** START EXCERPTED TEXT **

On Sun, Jun 10, 2012 at 09:24:13PM +0200, Boszormenyi Zoltan wrote:
> Hi,
> 
> I have an AMD FX-8120 boxed CPU in an ASUS M5A99X-EVO mainboard
> with 32GB DDR3/1600 memory, running Fedora 17, upgraded from 16.
> memtest86+ show no problems.

Did you have the same issue with Fedora 16? Also, could you test with
another distro whether the same thing happens?

> Still, I get occasional crashes and signal 11 during kernel
> compilation even with single-job make. Sometimes the compiler jumps
> out with a strange error message, like "stray \NNN character in the
> source".

Is that the same ^Z character as below? Is that character with ascii
number \026? Or do you get different characters each time?

> When re-running
> make, the error doesn't happen in the same file and the source file doesn't
> contain the character being complained about when inspecting with
> an editor or hexdump.
> 
> Now, a few minutes ago I was able to catch this bug when I copied the
> kernel GIT tree to apply a patch manually and did "git commit -a".
> Strangely, the commit contained one extra file that I didn't touch.
> git diff showed this for the extra file:
> 
> ==============================
> --- a/drivers/usb/gadget/fsl_usb2_udc.h
> +++ b/drivers/usb/gadget/fsl_usb2_udc.h
> @@ -427,7 +427,7 @@ struct ep_td_struct {
>  #define  DTD_ADDR_MASK                        0xFFFFFFE0
>  #define  DTD_PACKET_SIZE                      0x7FFF0000
>  #define  DTD_LENGTH_BIT_POS                   16
> -#define  DTD_ERROR_MASK                       (DTD_STATUS_HALTED | \
> +#define  DTD_ERROR_MASK                       (DTD_STATUS_HALTED | ^Z
>                                                 DTD_STATUS_DATA_BUFF_ERR | \
>                                                 DTD_STATUS_TRANSACTION_ERR)
>  /* Alignment requirements; must be a power of two */
> ==============================
> 
> The "^Z" is a 0-character in the file and is not present in the
> original source tree, only in the copy.
> 
> Similar errors happened during copying large files on the same
> machine but it seems it's enough to trigger if the total amount
> of data read is large enough.
> 
> The mainboard has the latest (UEFI) firmware flashed which
> contains the latest AMD microcode, so microcode_ctl doesn't
> need to apply it anymore. Previously, I used amd-ucode-2012-01-17.tar
> from www.amd64.org/support/microcode.html which is now
> part of microcode_ctl in Fedora.

Can you send /proc/cpuinfo?

Also, a dmesg from a recent kernel?

> Since the error happens during compiling a source file and not only
> copying, the bug seems to happens during *reading* data.
> 
> Does anyone know whether it's a known problem in AMD FX CPUs?

** END EXCERPTED TEXT **
** START RECORDED INFORMATION **

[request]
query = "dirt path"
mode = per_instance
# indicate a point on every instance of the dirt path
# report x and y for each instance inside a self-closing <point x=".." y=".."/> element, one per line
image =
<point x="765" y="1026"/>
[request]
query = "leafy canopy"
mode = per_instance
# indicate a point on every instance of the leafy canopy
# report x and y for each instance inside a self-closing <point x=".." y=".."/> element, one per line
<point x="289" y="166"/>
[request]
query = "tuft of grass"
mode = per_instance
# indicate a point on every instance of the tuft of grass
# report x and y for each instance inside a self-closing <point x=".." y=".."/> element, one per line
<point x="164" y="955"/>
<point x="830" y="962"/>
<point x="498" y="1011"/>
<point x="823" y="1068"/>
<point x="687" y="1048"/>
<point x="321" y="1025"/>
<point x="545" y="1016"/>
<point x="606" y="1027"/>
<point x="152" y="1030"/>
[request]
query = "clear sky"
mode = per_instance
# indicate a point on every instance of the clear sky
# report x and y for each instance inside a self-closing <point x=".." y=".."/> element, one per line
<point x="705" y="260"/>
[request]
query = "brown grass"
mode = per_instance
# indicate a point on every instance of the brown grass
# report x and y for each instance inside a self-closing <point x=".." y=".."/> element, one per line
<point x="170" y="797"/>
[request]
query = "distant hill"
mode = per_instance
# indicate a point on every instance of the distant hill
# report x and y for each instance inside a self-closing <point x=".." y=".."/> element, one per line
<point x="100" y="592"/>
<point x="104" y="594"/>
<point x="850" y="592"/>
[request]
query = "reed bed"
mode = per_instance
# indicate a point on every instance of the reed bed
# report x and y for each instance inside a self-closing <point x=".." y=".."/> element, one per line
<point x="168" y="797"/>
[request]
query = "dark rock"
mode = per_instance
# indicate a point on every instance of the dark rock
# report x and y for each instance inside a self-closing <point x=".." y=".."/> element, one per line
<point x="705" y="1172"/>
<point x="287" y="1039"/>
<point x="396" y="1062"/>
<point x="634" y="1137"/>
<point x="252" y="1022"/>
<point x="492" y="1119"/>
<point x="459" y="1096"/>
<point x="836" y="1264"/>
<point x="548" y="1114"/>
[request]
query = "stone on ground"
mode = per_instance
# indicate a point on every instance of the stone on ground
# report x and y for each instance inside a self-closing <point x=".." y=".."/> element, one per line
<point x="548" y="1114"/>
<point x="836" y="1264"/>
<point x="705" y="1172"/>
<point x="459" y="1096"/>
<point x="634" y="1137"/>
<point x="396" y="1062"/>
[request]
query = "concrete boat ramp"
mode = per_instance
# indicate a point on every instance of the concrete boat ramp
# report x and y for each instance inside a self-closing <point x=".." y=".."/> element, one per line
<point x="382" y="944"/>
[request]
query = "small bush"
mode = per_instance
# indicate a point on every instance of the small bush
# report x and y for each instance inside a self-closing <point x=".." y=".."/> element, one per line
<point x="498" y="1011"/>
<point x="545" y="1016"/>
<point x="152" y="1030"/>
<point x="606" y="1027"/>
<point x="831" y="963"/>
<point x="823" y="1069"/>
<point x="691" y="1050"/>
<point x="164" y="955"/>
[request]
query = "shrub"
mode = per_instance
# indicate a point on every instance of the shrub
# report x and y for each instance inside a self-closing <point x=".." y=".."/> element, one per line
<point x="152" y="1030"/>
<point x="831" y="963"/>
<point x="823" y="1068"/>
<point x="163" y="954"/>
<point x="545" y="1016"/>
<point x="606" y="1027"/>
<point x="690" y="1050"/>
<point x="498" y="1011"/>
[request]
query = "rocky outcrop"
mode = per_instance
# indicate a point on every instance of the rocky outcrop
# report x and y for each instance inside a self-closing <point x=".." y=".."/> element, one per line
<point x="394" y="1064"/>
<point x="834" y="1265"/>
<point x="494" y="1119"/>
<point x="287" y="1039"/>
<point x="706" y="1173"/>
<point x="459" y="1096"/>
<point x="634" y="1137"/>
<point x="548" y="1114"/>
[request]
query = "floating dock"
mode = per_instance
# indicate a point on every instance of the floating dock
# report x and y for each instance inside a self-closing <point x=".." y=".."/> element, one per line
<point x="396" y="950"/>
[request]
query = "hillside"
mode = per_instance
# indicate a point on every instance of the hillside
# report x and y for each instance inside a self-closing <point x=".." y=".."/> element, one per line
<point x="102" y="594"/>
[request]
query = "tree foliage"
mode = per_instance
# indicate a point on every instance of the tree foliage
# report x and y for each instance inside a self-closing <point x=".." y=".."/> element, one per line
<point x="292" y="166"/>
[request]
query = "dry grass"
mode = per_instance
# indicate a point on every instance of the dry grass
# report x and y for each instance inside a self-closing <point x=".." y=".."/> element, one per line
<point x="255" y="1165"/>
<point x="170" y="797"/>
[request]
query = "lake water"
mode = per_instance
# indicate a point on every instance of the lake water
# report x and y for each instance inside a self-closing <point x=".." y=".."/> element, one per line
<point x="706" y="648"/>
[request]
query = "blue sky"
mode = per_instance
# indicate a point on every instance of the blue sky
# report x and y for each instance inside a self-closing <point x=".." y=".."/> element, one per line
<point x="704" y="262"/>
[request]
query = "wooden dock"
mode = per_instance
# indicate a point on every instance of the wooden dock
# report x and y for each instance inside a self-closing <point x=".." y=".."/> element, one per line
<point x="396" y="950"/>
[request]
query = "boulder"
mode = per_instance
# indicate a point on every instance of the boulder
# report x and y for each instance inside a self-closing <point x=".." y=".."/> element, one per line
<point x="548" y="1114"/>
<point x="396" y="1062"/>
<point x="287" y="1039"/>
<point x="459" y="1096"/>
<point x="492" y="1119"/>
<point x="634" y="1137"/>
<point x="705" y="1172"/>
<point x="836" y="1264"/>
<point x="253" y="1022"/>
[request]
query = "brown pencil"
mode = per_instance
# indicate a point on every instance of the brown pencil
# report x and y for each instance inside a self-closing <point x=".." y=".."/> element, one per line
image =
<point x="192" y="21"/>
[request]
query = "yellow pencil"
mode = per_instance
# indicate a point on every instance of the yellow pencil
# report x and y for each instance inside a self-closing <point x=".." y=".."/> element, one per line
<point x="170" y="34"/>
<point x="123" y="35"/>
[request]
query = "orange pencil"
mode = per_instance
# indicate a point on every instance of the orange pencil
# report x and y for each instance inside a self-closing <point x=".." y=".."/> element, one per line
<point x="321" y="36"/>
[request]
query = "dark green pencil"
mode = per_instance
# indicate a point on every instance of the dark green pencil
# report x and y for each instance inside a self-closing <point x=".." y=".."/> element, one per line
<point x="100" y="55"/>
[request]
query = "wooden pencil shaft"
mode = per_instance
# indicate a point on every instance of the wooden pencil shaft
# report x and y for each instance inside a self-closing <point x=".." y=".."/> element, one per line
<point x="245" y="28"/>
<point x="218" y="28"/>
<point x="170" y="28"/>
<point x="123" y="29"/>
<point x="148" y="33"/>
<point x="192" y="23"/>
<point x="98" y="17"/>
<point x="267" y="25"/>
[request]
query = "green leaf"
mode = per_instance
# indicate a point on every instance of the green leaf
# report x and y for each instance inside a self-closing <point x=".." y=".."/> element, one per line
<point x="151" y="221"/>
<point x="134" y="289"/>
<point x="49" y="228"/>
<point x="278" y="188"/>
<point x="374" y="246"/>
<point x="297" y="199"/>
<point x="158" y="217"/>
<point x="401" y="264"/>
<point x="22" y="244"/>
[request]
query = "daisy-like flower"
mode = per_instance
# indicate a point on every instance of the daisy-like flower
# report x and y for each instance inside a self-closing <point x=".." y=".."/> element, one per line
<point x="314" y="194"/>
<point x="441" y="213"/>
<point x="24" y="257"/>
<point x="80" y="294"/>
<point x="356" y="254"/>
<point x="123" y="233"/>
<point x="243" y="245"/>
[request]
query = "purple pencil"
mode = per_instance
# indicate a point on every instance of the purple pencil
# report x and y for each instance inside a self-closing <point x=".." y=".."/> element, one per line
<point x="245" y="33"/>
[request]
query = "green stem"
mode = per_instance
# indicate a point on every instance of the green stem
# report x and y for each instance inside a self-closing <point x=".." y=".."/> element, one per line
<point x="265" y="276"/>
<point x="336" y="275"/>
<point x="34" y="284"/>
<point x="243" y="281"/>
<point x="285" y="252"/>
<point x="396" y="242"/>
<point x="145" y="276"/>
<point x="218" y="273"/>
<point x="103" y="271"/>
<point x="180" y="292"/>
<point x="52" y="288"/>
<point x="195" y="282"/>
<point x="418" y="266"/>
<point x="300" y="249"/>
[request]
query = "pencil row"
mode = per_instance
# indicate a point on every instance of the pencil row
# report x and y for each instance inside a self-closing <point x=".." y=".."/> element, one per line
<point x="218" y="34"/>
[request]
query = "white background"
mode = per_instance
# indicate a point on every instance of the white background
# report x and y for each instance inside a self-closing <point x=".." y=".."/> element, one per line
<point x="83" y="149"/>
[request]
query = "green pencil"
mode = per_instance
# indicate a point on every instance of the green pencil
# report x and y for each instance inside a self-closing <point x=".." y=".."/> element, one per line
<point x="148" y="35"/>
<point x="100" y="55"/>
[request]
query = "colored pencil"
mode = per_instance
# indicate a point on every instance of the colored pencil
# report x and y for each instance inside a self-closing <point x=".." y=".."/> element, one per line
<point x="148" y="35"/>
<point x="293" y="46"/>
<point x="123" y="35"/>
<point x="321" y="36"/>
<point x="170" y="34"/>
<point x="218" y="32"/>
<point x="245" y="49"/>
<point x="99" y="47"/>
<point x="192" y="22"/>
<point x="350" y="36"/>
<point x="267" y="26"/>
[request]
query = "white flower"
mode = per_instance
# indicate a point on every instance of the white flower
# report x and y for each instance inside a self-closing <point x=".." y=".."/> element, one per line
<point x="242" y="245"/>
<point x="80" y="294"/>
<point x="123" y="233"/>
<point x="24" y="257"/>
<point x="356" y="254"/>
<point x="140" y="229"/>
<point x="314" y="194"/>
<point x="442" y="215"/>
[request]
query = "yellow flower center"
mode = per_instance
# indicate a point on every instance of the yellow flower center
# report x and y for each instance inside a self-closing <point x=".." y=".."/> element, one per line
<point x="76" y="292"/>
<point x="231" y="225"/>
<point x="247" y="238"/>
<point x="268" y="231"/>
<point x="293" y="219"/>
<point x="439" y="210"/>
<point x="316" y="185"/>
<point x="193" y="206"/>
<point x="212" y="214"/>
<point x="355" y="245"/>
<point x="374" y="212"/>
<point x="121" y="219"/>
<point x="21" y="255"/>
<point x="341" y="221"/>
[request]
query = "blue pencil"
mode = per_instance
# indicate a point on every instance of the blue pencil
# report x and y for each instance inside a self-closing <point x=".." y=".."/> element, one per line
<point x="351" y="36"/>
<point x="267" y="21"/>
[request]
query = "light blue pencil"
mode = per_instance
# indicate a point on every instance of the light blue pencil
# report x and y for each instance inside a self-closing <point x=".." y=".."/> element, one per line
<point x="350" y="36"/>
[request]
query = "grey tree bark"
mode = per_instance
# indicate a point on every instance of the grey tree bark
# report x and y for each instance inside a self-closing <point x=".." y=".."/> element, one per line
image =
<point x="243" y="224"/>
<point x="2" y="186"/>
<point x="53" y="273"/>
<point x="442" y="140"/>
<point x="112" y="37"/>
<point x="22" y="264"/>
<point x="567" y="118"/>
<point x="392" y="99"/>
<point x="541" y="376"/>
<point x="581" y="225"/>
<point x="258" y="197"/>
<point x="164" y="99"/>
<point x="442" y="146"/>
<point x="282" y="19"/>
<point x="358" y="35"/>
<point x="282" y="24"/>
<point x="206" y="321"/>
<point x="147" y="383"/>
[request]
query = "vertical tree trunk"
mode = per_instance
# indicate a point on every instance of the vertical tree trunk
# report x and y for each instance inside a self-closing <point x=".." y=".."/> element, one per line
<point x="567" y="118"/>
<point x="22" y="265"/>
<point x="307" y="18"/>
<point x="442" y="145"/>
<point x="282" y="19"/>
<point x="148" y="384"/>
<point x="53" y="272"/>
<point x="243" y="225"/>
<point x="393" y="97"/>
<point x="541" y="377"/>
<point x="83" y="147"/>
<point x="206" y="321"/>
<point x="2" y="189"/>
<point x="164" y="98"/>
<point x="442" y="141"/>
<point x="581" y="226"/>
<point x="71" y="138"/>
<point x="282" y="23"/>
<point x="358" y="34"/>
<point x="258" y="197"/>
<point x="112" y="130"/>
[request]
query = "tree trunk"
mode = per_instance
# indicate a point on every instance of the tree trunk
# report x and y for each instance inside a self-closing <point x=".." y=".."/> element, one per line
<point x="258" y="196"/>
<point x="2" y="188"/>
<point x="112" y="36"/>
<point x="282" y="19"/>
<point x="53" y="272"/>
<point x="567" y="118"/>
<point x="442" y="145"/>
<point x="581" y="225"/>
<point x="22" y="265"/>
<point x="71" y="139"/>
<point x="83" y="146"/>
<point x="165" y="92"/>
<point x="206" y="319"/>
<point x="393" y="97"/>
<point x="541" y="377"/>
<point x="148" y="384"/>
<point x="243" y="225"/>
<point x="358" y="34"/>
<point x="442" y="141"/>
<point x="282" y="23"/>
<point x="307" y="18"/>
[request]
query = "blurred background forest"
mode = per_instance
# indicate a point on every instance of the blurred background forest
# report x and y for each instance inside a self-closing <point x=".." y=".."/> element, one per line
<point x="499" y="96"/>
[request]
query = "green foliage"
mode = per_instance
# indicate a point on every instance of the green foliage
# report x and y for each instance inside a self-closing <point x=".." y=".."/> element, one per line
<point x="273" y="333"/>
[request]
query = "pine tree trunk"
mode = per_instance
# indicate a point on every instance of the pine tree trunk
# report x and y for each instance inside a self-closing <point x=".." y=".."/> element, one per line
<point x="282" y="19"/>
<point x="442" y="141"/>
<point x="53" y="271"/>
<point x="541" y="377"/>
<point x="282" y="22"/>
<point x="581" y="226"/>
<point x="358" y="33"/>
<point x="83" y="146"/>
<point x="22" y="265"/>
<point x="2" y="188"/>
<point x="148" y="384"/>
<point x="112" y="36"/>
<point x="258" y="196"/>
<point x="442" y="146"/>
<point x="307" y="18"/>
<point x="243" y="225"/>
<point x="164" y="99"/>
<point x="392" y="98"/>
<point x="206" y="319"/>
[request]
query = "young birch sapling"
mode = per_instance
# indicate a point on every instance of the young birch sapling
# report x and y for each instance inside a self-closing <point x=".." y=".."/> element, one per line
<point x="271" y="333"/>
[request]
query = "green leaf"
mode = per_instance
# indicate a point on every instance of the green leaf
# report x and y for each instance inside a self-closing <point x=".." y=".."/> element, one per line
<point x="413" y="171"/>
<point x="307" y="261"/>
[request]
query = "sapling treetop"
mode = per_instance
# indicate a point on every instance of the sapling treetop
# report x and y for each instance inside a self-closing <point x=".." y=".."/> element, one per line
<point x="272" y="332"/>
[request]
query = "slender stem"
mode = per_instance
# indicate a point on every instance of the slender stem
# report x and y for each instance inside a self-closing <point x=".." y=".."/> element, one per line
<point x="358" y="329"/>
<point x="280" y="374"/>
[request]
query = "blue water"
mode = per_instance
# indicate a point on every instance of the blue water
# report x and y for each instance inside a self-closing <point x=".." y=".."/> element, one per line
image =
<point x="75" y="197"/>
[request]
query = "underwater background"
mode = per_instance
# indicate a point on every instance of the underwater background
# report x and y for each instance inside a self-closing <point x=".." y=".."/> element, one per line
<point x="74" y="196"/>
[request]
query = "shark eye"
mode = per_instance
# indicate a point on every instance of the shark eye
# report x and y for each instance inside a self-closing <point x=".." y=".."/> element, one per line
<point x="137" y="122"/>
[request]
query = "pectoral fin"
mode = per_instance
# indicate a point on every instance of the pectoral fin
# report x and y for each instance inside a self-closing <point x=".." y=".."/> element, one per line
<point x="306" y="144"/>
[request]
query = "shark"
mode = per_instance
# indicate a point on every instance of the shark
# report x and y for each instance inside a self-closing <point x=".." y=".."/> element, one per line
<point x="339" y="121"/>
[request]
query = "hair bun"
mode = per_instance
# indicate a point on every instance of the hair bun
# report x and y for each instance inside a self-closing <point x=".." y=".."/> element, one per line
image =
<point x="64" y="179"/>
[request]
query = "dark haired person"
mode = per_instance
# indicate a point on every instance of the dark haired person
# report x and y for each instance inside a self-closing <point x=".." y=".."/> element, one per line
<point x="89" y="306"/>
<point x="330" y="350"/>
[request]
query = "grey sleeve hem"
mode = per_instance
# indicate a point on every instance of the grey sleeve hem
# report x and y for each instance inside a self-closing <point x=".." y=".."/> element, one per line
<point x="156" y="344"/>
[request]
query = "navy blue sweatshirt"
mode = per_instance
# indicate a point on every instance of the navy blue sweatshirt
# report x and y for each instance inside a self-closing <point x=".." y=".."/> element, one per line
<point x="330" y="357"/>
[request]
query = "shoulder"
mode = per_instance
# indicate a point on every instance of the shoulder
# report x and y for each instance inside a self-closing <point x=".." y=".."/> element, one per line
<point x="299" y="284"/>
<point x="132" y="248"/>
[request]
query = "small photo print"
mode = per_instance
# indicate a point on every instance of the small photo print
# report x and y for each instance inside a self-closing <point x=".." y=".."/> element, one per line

** END RECORDED INFORMATION **

# TASKS TO COMPLETE
**A.** In the CPU crash thread, list each macro name that directly follows "#define" in the quoted git diff. Give each name once.
**B.** Translate this sentence from the CPU crash thread into Spanish: "Strangely, the commit contained one extra file that I didn't touch."

# RESULTS FOR THE EXERCISE
**A.**
DTD_ADDR_MASK
DTD_PACKET_SIZE
DTD_LENGTH_BIT_POS
DTD_ERROR_MASK

**B.** Curiosamente, el commit contenía un archivo adicional que yo no había tocado.